Copy the listing below line for line, without changing anything.

----------------------------------------

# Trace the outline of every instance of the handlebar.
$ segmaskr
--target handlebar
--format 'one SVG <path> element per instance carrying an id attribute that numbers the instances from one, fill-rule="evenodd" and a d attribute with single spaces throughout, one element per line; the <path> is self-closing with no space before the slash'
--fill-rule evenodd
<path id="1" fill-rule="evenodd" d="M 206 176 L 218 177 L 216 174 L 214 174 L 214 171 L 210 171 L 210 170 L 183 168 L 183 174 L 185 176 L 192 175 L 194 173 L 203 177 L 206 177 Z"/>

----------------------------------------

— RESULT OF THE TASK —
# Trace the outline of every instance of the handlebar.
$ segmaskr
--target handlebar
--format 'one SVG <path> element per instance carrying an id attribute that numbers the instances from one, fill-rule="evenodd" and a d attribute with single spaces throughout, one element per line; the <path> is self-closing with no space before the slash'
--fill-rule evenodd
<path id="1" fill-rule="evenodd" d="M 206 176 L 218 177 L 216 174 L 214 174 L 214 171 L 210 171 L 210 170 L 183 168 L 183 174 L 185 176 L 192 175 L 194 173 L 203 177 L 206 177 Z"/>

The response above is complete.